Records |
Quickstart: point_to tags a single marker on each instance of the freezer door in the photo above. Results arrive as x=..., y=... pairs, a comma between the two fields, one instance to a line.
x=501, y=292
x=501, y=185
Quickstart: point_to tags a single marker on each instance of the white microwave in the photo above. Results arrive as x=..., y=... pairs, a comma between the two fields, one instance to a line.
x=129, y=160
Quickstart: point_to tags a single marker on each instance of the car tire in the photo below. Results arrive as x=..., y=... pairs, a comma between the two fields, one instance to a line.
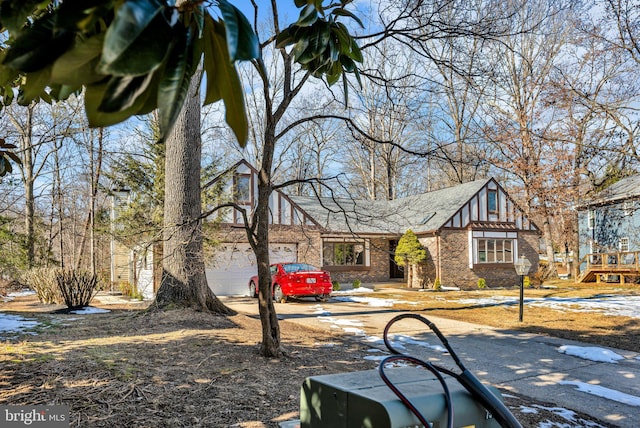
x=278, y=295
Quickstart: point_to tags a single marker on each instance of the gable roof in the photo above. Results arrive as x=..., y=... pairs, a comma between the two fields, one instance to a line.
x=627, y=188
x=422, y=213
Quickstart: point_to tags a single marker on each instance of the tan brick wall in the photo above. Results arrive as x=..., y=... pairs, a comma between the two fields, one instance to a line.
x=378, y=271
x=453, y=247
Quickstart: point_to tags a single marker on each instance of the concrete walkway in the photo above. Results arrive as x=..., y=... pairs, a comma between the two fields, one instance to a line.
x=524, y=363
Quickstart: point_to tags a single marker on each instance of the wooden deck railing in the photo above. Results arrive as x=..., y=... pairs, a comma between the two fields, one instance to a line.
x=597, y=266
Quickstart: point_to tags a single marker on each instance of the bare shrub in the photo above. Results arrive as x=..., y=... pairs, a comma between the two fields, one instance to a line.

Exercise instructions |
Each line from the one containing "of the wooden" down to the final line of the listing must appear in the answer exactly as written, and no other line may.

Result |
Quickstart: point_to tags a single marker on each instance of the wooden deck railing in the photo above. Results arrive as x=..., y=... pairs, a comma between the two fields, one instance to a line.
x=597, y=266
Quickstart: point_to tags a single marker on each instance of the bare shrub in the photo above. Results arrive as x=..., y=... pairs, a comma between the two fields, one instance to a line.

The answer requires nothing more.